* [THE PROBLEM]: Copy out every line of the material below word for word, omitting the pictures.

* [RECORDED DATA]:
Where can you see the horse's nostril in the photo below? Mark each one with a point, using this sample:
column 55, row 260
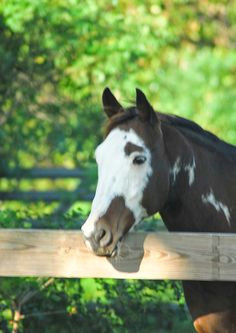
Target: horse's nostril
column 99, row 235
column 103, row 237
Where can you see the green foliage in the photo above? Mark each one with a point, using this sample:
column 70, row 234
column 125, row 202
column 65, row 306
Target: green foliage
column 56, row 57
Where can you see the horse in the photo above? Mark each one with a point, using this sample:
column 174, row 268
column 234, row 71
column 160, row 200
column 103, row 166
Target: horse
column 154, row 162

* [COMPLETE ANSWER]:
Where can you see the horse's nostril in the photo below? Mark each one with a point, using this sample:
column 55, row 260
Target: horse's nostril
column 99, row 235
column 103, row 237
Where can you see the green foliage in the photo above? Mark each one with a point, using this sample:
column 70, row 234
column 125, row 202
column 65, row 306
Target: green foliage
column 56, row 57
Where can you see the horse in the photo above? Mark each one with a point, using this sample:
column 174, row 268
column 234, row 71
column 160, row 200
column 103, row 166
Target: horse
column 154, row 162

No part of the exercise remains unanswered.